■ Problem to solve
The answer must consist of the entries, copied exactly and in full.

----

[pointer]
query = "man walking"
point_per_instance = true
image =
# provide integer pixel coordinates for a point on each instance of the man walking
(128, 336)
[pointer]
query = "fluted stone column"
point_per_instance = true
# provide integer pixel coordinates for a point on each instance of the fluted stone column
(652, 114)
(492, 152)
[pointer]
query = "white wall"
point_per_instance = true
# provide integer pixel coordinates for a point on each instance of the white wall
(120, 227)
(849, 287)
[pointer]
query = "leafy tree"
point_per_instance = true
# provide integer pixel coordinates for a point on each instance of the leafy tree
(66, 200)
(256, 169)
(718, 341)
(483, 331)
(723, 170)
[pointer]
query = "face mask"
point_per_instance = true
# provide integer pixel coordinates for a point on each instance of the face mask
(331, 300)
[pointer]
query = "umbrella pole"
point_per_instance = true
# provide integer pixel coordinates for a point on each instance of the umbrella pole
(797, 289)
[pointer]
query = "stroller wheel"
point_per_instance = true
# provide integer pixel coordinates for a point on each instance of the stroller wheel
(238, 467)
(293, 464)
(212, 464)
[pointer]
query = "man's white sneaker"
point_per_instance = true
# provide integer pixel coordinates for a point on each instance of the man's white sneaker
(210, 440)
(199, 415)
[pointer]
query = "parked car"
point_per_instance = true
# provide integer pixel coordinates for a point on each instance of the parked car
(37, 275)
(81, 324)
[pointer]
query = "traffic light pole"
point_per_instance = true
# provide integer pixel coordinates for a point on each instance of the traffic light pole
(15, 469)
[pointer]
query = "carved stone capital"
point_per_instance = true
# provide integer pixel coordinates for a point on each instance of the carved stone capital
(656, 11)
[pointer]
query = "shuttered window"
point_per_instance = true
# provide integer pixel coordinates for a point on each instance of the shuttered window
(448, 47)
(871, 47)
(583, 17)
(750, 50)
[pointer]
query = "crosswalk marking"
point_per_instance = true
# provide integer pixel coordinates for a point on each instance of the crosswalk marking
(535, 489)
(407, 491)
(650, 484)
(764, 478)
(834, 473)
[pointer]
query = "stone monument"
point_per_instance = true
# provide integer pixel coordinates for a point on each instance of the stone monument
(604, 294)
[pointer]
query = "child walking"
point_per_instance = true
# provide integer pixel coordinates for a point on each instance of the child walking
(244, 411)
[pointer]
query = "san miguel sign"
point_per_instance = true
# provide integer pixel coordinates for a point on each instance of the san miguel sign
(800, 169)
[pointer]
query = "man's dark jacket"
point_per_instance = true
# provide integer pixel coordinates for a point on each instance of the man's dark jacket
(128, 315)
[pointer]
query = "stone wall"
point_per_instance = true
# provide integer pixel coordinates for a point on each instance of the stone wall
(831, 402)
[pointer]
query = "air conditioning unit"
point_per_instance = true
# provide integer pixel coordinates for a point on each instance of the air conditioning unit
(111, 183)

----

■ Exercise response
[pointer]
query = "man walking"
point_per_instance = true
image =
# provide integer pixel coordinates for a point on each instance of the man walking
(128, 336)
[pointer]
query = "fluted stone column"
point_per_instance = true
# provide integer pixel coordinates for a point on each instance of the fluted stone column
(652, 114)
(492, 152)
[pointer]
query = "white wall"
point_per_instance = true
# provide integer pixel coordinates for a point on each instance of the white wall
(120, 227)
(849, 287)
[pointer]
query = "leafy tree"
point_per_instance = true
# provide integer pixel coordinates for a point on each instance of the leafy tree
(66, 200)
(256, 169)
(718, 341)
(483, 331)
(723, 170)
[pointer]
query = "face mask"
point_per_instance = true
# provide integer pixel coordinates for a point on each instance of the face mask
(331, 300)
[pointer]
query = "umbrella pole"
point_per_instance = true
# provide integer pixel coordinates for a point on each instance of the umbrella pole
(797, 289)
[pointer]
query = "stroller wheel"
point_per_instance = true
# provide integer pixel coordinates for a point on each instance of the stroller wheel
(238, 467)
(293, 464)
(212, 464)
[pointer]
query = "man's white sneaker"
point_per_instance = true
# provide integer pixel coordinates for a point on each instance of the man's white sneaker
(210, 440)
(199, 415)
[pointer]
query = "parked car"
point_per_instance = true
# provide integer pixel coordinates for a point on each instance of the parked car
(37, 275)
(81, 324)
[pointer]
query = "traffic light pole"
point_per_instance = true
# provide integer pixel coordinates for a point on each instance of the traffic light pole
(15, 469)
[pointer]
query = "carved stone capital"
point_per_instance = true
# provide integer pixel coordinates for a point on each instance of the carved stone capital
(656, 11)
[pointer]
query = "shuttered window"
point_per_instance = true
# provide integer pixel coordinates for a point on each instance of the shuttered window
(448, 47)
(871, 47)
(583, 17)
(750, 50)
[pointer]
query = "crosswalk marking"
point_per_instance = true
# provide integer pixel coordinates for a point on each instance of the crosswalk marking
(535, 489)
(407, 491)
(650, 484)
(764, 478)
(834, 473)
[pointer]
query = "stone monument"
point_per_instance = true
# provide integer pixel coordinates for a point on each instance of the stone monument
(604, 294)
[pointer]
query = "child walking"
point_per_instance = true
# provide integer pixel coordinates for a point on each instance of the child walking
(244, 411)
[pointer]
query = "san miguel sign"
point_per_instance = true
# provide integer pixel coordinates for a point on each instance of the san miguel sign
(800, 169)
[pointer]
query = "man's dark jacket"
point_per_instance = true
# provide integer pixel coordinates for a point on each instance of the man's dark jacket
(128, 315)
[pointer]
query = "stone wall"
point_per_instance = true
# provide integer pixel coordinates for a point on each instance of the stone wall
(831, 402)
[pointer]
query = "air conditioning unit"
point_per_instance = true
# provide integer pixel coordinates for a point on each instance of the air conditioning unit
(111, 183)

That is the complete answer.